**Instructions for the task**
Each line below should be reproduced without any alteration.

— START Records to process —

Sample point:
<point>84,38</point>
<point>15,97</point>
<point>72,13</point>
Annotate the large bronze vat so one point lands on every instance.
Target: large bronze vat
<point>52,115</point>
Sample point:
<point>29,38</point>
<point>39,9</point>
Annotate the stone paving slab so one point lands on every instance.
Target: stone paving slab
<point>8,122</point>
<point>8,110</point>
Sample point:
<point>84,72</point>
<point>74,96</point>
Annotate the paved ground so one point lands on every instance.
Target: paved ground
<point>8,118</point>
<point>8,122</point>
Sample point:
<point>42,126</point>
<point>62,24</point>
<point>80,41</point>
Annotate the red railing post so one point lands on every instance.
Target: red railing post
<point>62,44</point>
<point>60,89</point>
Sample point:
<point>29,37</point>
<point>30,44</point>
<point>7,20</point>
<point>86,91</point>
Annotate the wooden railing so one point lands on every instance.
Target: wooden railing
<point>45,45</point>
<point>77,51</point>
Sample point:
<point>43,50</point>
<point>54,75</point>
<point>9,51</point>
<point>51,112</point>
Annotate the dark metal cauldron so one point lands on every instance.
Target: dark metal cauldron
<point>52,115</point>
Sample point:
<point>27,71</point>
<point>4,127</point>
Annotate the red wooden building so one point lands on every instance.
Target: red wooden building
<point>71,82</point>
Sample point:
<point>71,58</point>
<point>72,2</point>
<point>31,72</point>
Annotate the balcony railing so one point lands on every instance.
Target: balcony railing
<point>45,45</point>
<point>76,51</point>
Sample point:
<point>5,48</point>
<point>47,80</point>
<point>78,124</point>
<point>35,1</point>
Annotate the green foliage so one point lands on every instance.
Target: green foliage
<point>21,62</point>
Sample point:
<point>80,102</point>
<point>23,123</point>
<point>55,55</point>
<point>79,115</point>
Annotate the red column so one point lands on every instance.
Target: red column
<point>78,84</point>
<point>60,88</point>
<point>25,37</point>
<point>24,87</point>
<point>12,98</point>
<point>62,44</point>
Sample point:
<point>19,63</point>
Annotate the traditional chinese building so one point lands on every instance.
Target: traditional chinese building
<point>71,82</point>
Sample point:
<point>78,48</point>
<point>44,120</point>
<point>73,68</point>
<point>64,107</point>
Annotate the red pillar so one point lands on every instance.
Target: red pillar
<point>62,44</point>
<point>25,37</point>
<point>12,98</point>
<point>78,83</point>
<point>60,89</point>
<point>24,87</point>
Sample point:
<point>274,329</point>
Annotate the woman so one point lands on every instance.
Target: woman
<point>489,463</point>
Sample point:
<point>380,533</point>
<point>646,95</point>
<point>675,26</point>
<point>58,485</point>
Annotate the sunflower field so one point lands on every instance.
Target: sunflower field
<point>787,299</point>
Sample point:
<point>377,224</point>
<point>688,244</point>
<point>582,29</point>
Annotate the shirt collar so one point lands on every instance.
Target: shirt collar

— END Records to process —

**Written response**
Sample point:
<point>84,38</point>
<point>15,97</point>
<point>72,13</point>
Annotate the large bronze vat so one point lands on every instance.
Target: large bronze vat
<point>52,115</point>
Sample point:
<point>29,38</point>
<point>39,9</point>
Annotate the stone paving slab so one point lands on every instance.
Target: stone paving slab
<point>8,122</point>
<point>8,110</point>
Sample point:
<point>84,72</point>
<point>74,96</point>
Annotate the paved ground so one point lands on every instance.
Target: paved ground
<point>8,118</point>
<point>8,122</point>
Sample point:
<point>42,126</point>
<point>62,24</point>
<point>80,41</point>
Annotate the red railing post so one point lands on every instance.
Target: red railing post
<point>62,44</point>
<point>60,89</point>
Sample point:
<point>29,37</point>
<point>30,44</point>
<point>7,20</point>
<point>86,91</point>
Annotate the wooden railing so one point lands on every instance.
Target: wooden railing
<point>45,45</point>
<point>77,51</point>
Sample point:
<point>43,50</point>
<point>54,75</point>
<point>9,51</point>
<point>51,112</point>
Annotate the dark metal cauldron so one point lands on every instance.
Target: dark metal cauldron
<point>52,115</point>
Sample point:
<point>27,71</point>
<point>4,127</point>
Annotate the red wooden building so one point lands on every instance.
Target: red wooden building
<point>71,82</point>
Sample point:
<point>71,58</point>
<point>72,2</point>
<point>31,72</point>
Annotate the balcony railing so one point lands on every instance.
Target: balcony railing
<point>45,45</point>
<point>76,51</point>
Sample point:
<point>5,48</point>
<point>47,80</point>
<point>78,124</point>
<point>35,1</point>
Annotate the green foliage so one point lands on every instance.
Target: green foliage
<point>21,62</point>
Sample point:
<point>80,102</point>
<point>23,123</point>
<point>55,55</point>
<point>79,115</point>
Annotate the red column so one point lands on every instance.
Target: red column
<point>78,84</point>
<point>60,88</point>
<point>25,37</point>
<point>24,87</point>
<point>12,98</point>
<point>62,44</point>
Sample point:
<point>19,63</point>
Annotate the traditional chinese building so one point lands on every instance.
Target: traditional chinese building
<point>71,82</point>
Sample point:
<point>78,48</point>
<point>44,120</point>
<point>73,68</point>
<point>64,107</point>
Annotate the red pillar so one point lands on every instance.
Target: red pillar
<point>62,44</point>
<point>25,37</point>
<point>12,98</point>
<point>78,83</point>
<point>60,89</point>
<point>24,87</point>
Sample point:
<point>274,329</point>
Annotate the woman so one point lands on every instance.
Target: woman
<point>489,463</point>
Sample point:
<point>380,533</point>
<point>646,95</point>
<point>675,26</point>
<point>58,485</point>
Annotate the sunflower field so one point lands on every instance.
Target: sunflower field
<point>787,299</point>
Sample point:
<point>377,224</point>
<point>688,244</point>
<point>582,29</point>
Annotate the shirt collar so one point lands on every instance.
Target: shirt collar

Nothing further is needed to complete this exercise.